◆ **Okuma Parçası**
┌────────
Devlet Opera ve Balesi’nin en tanınmış çağdaş yapıtlarından “Seyahatname”nin yeni sürümü ‘Seyahatname 2’ 10 yıl sonra yeniden modern dans seyircisi ile buluşuyor.
Sosyal sorumluluk projesi Şehir-Orman ile bu sezon perdelerini açan ve Fulya Sanat Merkezini genç seyircilerle canlandıran MDTistanbul projesi, yeni yıla ‘Seyahatname 2’ ile devam ediyor. Kamuoyunda büyük yankılar yaratmış olan ve Beyhan Murphy’nin en tanınmış eseri Seyahatname’nin devamı niteliğindeki Seyahatname 2 yeni bir yaratıcı kadro ile karşımıza çıkıyor.
Evliya Çelebi’nin Seyahatname’sinden Acayip Şeyler, Cambazlar, Bir Değişik Hamam,İnci Dalgıcı, İstanbul’un Tılsımlı Sütunları gibi bölümler, dünyaca ünlü çağdaş yazarımız Elif Şafak’ın aşk, yaşam ve kimlik sorgulayıcı pasajları ile buluşuyor. Hayatın müşterek ve süregelen içsel bir yolculuk olduğu olgusundan yola çıkan ‘Seyahatname 2’de Mor ve Ötesi’nden Burak Güven’in alternatif rock tadında müzikleri, yer yer Türk motifleri ile kaynaşıyor. Ayşegül Alev’in 50’lere öykünen retro-modern tasarımı prodüksiyonu geçmişten şimdiye taşıyor. Dans, tiyatro ve edebiyatın Ozan Açıktan’ın video yapımı ile buluştuğu bu çağdaş çalışmada göçebelik olgusu, Evliya Çelebi’nin macera ve tılsımla dolu seyahatleri ile eş zamanlı olarak sergileniyor.
10, 24, 25 Ocak, 27 (Enka Vakfı), 28, 29 Şubat, 20,28 Mart ve 4 Nisan tarihlerinde Fulya Sanat’ta izleyicilerle buluşacak ‘Seyahatname 2’, 2012’deki yolculuğuna İspanya, Saraybosna, Hollanda ve Slovenya gibi ülkelere yapacağı turnelerle devam edecek.
└────────
◆ **Listelenen Veriler**
┌────────
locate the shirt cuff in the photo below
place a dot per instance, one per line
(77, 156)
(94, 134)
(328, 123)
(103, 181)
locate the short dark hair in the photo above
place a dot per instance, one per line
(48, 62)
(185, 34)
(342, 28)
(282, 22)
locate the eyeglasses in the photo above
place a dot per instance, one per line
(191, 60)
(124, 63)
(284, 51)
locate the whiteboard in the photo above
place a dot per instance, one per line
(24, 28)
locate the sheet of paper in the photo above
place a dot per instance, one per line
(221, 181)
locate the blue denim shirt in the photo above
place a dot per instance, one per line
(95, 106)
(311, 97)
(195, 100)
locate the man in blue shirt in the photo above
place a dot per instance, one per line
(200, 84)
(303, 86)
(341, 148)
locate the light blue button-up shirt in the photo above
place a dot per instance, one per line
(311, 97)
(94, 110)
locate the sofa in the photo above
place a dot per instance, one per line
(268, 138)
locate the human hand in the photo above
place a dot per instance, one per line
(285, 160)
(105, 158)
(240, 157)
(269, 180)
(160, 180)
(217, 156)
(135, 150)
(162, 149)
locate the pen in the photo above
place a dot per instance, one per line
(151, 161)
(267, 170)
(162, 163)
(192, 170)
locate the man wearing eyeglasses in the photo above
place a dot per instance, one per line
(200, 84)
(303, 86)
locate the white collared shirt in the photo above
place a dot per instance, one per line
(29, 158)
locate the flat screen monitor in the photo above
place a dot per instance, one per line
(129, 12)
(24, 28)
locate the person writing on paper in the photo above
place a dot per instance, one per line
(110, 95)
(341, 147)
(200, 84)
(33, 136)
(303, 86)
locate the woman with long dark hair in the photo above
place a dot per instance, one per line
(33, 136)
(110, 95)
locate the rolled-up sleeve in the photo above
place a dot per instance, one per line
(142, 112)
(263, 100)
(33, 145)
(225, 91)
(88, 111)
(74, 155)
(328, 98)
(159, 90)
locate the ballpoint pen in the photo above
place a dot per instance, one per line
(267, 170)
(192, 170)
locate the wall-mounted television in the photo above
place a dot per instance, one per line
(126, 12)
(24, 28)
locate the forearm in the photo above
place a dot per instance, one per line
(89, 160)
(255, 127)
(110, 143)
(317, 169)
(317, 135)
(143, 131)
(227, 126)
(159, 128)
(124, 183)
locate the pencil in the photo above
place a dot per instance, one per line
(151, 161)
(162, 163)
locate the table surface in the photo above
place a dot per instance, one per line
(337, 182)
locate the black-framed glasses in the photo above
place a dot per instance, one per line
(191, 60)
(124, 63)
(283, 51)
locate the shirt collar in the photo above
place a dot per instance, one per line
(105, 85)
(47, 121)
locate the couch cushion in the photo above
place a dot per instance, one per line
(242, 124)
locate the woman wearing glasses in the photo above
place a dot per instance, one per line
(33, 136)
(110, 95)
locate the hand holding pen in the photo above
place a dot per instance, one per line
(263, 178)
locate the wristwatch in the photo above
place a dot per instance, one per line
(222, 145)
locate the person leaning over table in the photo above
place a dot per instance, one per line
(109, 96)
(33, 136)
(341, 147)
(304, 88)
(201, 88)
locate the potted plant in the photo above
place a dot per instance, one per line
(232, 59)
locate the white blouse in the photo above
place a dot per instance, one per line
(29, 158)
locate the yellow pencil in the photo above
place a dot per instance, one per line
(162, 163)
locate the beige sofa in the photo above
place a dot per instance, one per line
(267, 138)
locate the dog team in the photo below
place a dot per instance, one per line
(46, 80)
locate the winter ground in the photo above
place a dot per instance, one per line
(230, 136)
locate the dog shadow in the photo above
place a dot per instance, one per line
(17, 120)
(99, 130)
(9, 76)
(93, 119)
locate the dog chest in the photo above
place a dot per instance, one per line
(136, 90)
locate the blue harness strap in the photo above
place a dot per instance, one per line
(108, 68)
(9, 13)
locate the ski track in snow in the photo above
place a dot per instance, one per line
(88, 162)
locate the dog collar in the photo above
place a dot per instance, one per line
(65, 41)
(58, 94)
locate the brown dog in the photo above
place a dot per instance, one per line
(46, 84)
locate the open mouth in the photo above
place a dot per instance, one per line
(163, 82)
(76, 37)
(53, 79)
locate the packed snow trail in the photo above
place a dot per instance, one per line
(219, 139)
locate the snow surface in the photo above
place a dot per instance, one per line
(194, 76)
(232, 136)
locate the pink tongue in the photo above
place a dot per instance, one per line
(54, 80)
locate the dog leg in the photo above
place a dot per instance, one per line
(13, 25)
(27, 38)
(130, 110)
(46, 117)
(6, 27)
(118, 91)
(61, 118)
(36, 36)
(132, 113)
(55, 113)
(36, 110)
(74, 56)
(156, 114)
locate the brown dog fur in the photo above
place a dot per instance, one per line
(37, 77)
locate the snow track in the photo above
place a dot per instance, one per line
└────────
◆ **Görevler**
1. Seyahatname 2 gösterisini tanıtan metinde "Evliya Çelebi’nin Seyahatname’sinden" sözleriyle başlayıp "zamanlı olarak sergileniyor." sözlerine kadar süren bölümü aynen aktarın.
2. Seyahatname 2 gösterisini tanıtan metni son cümlesinden sonrasını yazarak sürdürün.

◆ **Alıştırma Yanıtları**
1.
Evliya Çelebi’nin Seyahatname’sinden Acayip Şeyler, Cambazlar, Bir Değişik Hamam,İnci Dalgıcı, İstanbul’un Tılsımlı Sütunları gibi bölümler, dünyaca ünlü çağdaş yazarımız Elif Şafak’ın aşk, yaşam ve kimlik sorgulayıcı pasajları ile buluşuyor. Hayatın müşterek ve süregelen içsel bir yolculuk olduğu olgusundan yola çıkan ‘Seyahatname 2’de Mor ve Ötesi’nden Burak Güven’in alternatif rock tadında müzikleri, yer yer Türk motifleri ile kaynaşıyor. Ayşegül Alev’in 50’lere öykünen retro-modern tasarımı prodüksiyonu geçmişten şimdiye taşıyor. Dans, tiyatro ve edebiyatın Ozan Açıktan’ın video yapımı ile buluştuğu bu çağdaş çalışmada göçebelik olgusu, Evliya Çelebi’nin macera ve tılsımla dolu seyahatleri ile eş zamanlı olarak sergileniyor.

2.
Seyirciye Sürpriz
Eski Seyahatname’deki gibi oyuncular eserde baştan sona kadar sahneden çıkmıyorlar. Sahne üzerinde Seyahatname yaşamı içerisinde işlenen Türk motifleri arasında yer sofrasında pişirilen ‘gözleme’, mola verildiğinde seyircilere dağıtılıyor.
Video için: http://www.youtube.com/watch?v=71sui3jRpfU&feature=related
Basından :
“Seyahatname’ye gittim ve çok etkilendim çünkü, ancak ilerlemiş ülkelerde rastlanabilecek böyle bir topluluğun bizde de olması ve böylesine başarılı bir gösteri sergileyebilmesi, bir Türk sanatçısı olarak beni çok gururlandırdı. Artık hiç kuşkusuz bir dünya metropolü haline gelen İstanbulu’muza yakışır bir topluluk vardı karşımızda….”(Haldun Dormen)
“Bu, hem zamanda hem mekanda bir yolculuk, ….daha çok okuyarak, dinleyerek, bakarak ve önyargıların düğümlendiği yerleri görerek , zihnsel kalıplar ve hudutlar ötesine geçilerek bir yere varılabilir.” (E.Şafak)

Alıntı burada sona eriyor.